(Location identification entries)

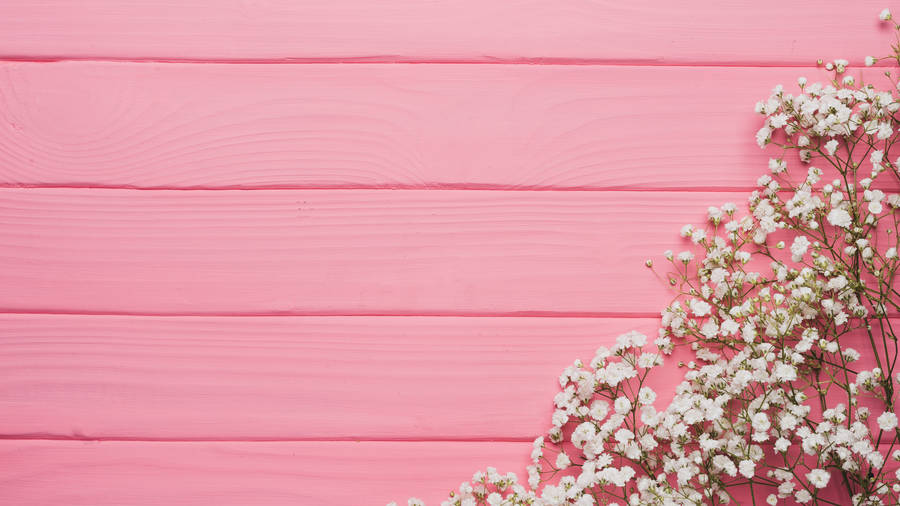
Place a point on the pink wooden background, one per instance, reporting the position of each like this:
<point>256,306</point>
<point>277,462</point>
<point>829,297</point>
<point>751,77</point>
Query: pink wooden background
<point>337,251</point>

▸ Aim
Reproduce all of the material above word for word, leaving out the pictures.

▸ Solved exercise
Place a point on the pink wooden background, one per instance, reporting the position of each like this:
<point>256,306</point>
<point>277,462</point>
<point>829,297</point>
<point>751,77</point>
Query: pink wooden background
<point>337,251</point>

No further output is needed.